**Dataset excerpts:**
===
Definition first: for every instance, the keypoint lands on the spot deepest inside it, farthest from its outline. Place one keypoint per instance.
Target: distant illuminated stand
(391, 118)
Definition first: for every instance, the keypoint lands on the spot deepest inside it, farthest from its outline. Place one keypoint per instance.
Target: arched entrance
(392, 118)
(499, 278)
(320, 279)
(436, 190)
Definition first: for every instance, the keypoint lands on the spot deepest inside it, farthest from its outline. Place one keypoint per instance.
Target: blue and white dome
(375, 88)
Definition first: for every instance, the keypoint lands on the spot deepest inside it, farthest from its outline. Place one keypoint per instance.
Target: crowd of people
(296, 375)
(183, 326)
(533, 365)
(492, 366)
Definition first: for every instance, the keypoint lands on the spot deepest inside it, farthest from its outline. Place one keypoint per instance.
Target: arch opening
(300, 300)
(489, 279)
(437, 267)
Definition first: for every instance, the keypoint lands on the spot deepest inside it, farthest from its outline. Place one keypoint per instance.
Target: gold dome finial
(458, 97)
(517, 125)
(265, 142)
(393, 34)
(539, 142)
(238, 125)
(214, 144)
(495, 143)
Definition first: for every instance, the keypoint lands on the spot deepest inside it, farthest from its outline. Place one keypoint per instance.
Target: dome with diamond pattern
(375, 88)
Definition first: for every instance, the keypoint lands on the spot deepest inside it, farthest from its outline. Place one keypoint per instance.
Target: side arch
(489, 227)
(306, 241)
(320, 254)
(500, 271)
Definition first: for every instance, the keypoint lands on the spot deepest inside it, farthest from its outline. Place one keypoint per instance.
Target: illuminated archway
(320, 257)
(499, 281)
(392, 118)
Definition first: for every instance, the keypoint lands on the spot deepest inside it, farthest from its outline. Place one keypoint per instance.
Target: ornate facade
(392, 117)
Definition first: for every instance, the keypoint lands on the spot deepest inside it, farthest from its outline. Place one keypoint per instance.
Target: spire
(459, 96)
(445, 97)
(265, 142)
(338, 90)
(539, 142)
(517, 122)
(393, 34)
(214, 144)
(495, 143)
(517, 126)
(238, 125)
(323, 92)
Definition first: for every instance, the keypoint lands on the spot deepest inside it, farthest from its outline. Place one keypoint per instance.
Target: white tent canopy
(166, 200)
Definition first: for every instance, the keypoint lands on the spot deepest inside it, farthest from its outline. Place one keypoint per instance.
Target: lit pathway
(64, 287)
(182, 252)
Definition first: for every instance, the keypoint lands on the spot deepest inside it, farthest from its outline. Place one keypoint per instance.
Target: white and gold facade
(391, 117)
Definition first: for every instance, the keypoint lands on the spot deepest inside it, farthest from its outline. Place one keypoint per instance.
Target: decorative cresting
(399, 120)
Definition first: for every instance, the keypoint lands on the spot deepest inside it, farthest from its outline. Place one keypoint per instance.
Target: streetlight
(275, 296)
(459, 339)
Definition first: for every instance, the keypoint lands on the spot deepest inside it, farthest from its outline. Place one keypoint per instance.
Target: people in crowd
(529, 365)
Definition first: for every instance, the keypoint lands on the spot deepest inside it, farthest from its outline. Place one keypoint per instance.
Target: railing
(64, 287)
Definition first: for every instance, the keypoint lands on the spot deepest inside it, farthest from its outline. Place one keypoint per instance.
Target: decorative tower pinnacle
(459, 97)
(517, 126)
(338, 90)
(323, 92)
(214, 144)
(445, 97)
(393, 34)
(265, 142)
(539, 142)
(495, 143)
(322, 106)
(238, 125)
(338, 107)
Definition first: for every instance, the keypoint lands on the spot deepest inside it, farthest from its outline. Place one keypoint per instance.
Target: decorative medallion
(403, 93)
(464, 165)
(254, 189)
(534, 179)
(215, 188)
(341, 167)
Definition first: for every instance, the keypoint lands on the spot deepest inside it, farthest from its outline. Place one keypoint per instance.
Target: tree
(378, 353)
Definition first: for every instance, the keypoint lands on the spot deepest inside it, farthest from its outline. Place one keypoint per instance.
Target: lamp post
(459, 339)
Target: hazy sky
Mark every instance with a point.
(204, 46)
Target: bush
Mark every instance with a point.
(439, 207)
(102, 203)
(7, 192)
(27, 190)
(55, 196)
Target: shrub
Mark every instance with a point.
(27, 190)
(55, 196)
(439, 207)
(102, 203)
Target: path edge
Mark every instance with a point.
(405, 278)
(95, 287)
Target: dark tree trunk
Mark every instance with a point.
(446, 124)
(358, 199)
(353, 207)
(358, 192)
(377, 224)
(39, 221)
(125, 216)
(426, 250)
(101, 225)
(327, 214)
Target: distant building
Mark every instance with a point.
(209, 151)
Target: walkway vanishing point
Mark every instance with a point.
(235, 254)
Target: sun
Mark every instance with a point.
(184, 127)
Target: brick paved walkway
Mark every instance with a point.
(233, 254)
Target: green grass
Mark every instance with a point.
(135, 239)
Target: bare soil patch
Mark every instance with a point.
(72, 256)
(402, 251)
===
**TASK:**
Every record above must be set down again, word for word.

**FINAL ANSWER:**
Definition first: for every instance, the keypoint lands on the spot deepest inside it, farthest from its outline. Place one keypoint per instance.
Target: distant illuminated stand
(391, 118)
Definition first: for every instance, the keypoint lands on the spot deepest inside it, farthest from its outline. Place one keypoint per instance.
Target: arched entrance
(392, 118)
(499, 278)
(320, 279)
(436, 190)
Definition first: for every instance, the keypoint lands on the spot deepest inside it, farthest from its outline. Place one keypoint per instance.
Target: blue and white dome
(375, 88)
Definition first: for every instance, the keypoint lands on the spot deepest inside it, farthest from its outline. Place one keypoint per instance.
Target: crowd of people
(296, 375)
(183, 326)
(533, 365)
(492, 366)
Definition first: for every instance, the keypoint lands on the spot deepest inside it, farthest from its outline. Place one keypoint per instance.
Target: arch opening
(300, 300)
(489, 279)
(437, 267)
Definition first: for every instance, the keypoint lands on the spot deepest inside it, farthest from its outline. Place one keypoint per instance.
Target: gold dome finial
(458, 97)
(517, 125)
(265, 142)
(393, 34)
(539, 142)
(238, 125)
(214, 144)
(495, 143)
Definition first: for every instance, the keypoint lands on the spot deepest inside it, farthest from its outline. Place one keypoint per instance.
Target: dome with diamond pattern
(375, 88)
Definition first: for every instance, the keypoint lands on the spot deepest inside it, farthest from its outline. Place one keypoint per instance.
Target: side arch
(489, 227)
(306, 241)
(320, 254)
(500, 271)
Definition first: for every instance, the keypoint lands on the spot deepest inside it, farthest from its outline. Place one keypoint per instance.
Target: illuminated archway
(320, 257)
(499, 281)
(392, 118)
Definition first: for every instance, the keypoint lands on the spot deepest inside it, farthest from its outline. Place one keypoint per instance.
Target: ornate facade
(392, 117)
Definition first: for every instance, the keypoint lands on the spot deepest inside it, farthest from its outline. Place one keypoint per instance.
Target: spire
(459, 96)
(445, 97)
(265, 142)
(338, 90)
(539, 142)
(517, 122)
(393, 34)
(214, 144)
(495, 143)
(517, 126)
(238, 125)
(323, 92)
Definition first: for every instance, the keypoint lands on the spot deepest inside it, farthest from its outline. Place one keypoint per instance.
Target: white tent canopy
(166, 200)
Definition first: for every instance, the keypoint lands on the spot deepest inside it, farthest from its outline. Place one keypoint per instance.
Target: lit pathway
(64, 287)
(182, 252)
Definition first: for every instance, the keypoint lands on the spot deepest inside it, farthest from its outline. Place one keypoint per instance.
Target: white and gold facade
(391, 117)
Definition first: for every instance, the keypoint lands on the spot deepest inside it, farthest from its outline. Place one keypoint per instance.
Target: decorative cresting
(399, 120)
Definition first: for every instance, the keypoint lands on the spot deepest inside it, farthest from its outline. Place one keypoint per instance.
Target: streetlight
(275, 296)
(459, 339)
Definition first: for every instance, the keypoint lands on the spot deepest inside it, farthest from its outline. Place one keypoint per instance.
Target: people in crowd
(529, 365)
Definition first: for every instance, the keypoint lands on the spot deepest inside it, farthest from its outline. Place one keypoint per instance.
Target: railing
(64, 287)
Definition first: for every instance, the keypoint lands on the spot deepest inside it, farthest from its outline. Place one keypoint per instance.
Target: decorative tower pinnacle
(459, 97)
(517, 126)
(338, 90)
(323, 92)
(214, 144)
(445, 97)
(393, 34)
(265, 142)
(539, 142)
(495, 143)
(322, 106)
(238, 125)
(338, 107)
Definition first: for every instance, the keypoint lands on the spot deepest inside it, farthest from its outline. Place one keypoint per instance.
Target: decorative medallion
(403, 93)
(464, 165)
(254, 189)
(534, 179)
(215, 188)
(341, 167)
Definition first: for every instance, the keypoint lands on the spot deepest inside it, farthest from its outline. Place one keypoint per instance.
Target: tree
(378, 353)
Definition first: for every instance, the keypoint lands on the spot deepest inside it, farthest from its outline. Place one keypoint per instance.
Target: lamp post
(459, 339)
Target: hazy sky
Mark every instance with a point.
(204, 46)
Target: bush
Mark every instance with a point.
(439, 207)
(102, 203)
(7, 192)
(27, 190)
(55, 196)
Target: shrub
Mark every instance with a point.
(27, 190)
(55, 196)
(439, 207)
(102, 203)
Target: path edge
Mark every instance with a point.
(405, 278)
(95, 287)
Target: dark tree trunk
Mark every instance with a point.
(446, 124)
(358, 199)
(353, 207)
(358, 192)
(377, 224)
(39, 221)
(125, 216)
(426, 250)
(101, 225)
(327, 214)
Target: distant building
Mark every instance with a point.
(209, 151)
Target: walkway vanishing point
Mark every instance with a point.
(235, 254)
Target: sun
Mark every instance with a point.
(184, 127)
Target: brick paved walkway
Mark every instance with a point.
(233, 254)
Target: green grass
Mark every instance with a point.
(135, 239)
Target: bare soil patch
Mark every instance with a point.
(72, 256)
(402, 251)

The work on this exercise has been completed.